CSC 652 Project

Engineering an Optimizing Compiler

Schedule

Phase 1: Trivial
Phase 2: Code Generation
Phase 3: Control Flow

What to Submit

The three phases will be graded separately. So, your submission should include three folders, one for each phase. In the folder for each phase, besides all the source code needed for building and running your compiler, you must include a Readme file that contains the phase number, a brief description of the files and directories in the folder, an explanation of your program structure especially the parts that you have developed, how to build and run, and known bugs. In addition, you need to submit a final writeup as required for every course project in our class. However, it may simply be a combination of the Readme files of your three phases. There are no page limits on the final writeup.

SHORT PROBLEM 1:
In the compiler project page, why must a submission include three separate folders?
SHORT PROBLEM 2:
Write the next part of the compiler project page, starting after its final sentence.

DATA ENTRIES:

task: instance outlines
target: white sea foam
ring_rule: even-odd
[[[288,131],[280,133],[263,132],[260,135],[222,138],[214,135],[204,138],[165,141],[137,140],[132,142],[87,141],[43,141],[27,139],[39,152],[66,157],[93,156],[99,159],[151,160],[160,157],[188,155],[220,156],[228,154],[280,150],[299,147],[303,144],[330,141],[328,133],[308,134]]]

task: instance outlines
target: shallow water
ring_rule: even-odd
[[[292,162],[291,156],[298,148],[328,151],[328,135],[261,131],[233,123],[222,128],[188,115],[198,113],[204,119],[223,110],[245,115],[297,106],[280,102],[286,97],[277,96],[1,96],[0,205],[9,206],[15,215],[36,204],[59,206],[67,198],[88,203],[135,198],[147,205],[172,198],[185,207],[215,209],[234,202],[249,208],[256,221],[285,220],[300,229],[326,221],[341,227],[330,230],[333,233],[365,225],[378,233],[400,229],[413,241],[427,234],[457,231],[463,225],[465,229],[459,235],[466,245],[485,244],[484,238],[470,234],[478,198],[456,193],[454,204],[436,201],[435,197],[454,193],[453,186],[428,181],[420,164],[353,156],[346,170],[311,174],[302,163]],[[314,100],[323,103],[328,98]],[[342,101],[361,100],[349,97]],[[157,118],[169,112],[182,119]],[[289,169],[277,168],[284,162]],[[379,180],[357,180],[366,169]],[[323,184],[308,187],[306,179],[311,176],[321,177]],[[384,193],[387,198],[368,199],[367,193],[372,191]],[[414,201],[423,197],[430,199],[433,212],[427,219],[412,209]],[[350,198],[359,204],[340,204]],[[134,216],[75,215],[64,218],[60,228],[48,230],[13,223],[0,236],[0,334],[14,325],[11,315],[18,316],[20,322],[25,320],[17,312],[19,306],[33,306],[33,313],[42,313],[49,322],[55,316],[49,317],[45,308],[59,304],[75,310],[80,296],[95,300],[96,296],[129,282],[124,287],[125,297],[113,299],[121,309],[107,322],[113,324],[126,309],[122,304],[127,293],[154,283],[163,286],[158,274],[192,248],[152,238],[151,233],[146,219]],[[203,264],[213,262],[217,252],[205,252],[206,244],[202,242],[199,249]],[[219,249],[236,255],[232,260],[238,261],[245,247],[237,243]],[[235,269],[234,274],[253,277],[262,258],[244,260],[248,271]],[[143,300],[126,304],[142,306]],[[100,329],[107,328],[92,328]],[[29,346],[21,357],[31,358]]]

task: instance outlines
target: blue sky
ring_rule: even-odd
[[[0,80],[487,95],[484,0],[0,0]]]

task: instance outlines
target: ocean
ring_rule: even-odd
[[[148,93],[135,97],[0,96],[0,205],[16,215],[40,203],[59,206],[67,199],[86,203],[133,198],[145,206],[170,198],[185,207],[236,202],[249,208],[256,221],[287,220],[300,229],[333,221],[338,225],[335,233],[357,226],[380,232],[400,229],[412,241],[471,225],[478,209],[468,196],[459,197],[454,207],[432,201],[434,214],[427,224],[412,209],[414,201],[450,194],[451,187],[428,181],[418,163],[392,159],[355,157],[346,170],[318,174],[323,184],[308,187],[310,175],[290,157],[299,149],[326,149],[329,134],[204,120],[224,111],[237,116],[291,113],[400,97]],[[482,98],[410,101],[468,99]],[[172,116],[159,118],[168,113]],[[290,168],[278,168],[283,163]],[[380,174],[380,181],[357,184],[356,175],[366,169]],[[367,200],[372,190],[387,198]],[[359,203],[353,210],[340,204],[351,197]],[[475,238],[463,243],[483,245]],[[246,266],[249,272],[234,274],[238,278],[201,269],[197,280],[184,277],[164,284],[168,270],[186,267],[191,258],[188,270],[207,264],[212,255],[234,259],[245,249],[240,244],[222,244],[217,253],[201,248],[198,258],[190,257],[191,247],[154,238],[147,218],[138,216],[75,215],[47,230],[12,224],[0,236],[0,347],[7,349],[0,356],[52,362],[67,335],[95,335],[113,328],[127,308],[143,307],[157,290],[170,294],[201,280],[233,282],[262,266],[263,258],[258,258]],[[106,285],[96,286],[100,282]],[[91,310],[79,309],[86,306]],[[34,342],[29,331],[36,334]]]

RIGHT ANSWER 1:
The project's three phases are graded separately, so the submission needs one folder for each phase.

RIGHT ANSWER 2:
Downloads & References

  1. AST library: should be included in your CLASSPATH
  2. Test programs
  3. Test programs converted into ADAP format
  4. Test programs after code generation and instrumentation
  5. Example optimization phase: Constant Folding
  6. Instrumented example
  7. Java docs of the AST library
  8. AST library overview
  9. Java docs of the AST library
  10. Project template
  11. Java programming resources from Marty Hall

Introduction

Typically a compiler is made up of a front end that converts source programs to a intermediate representation, a middle end that carries out phases of optimizations and a back end that generates target object codes. Here in your 652 class project, you are expected to implement the middle part of a toy compiler that accepts a subset of C. Though much simpler than a product compiler, making it perfect is not trivial. You need to organize the compiler structure, implement the required phases, with the correctness of the generated code maintained.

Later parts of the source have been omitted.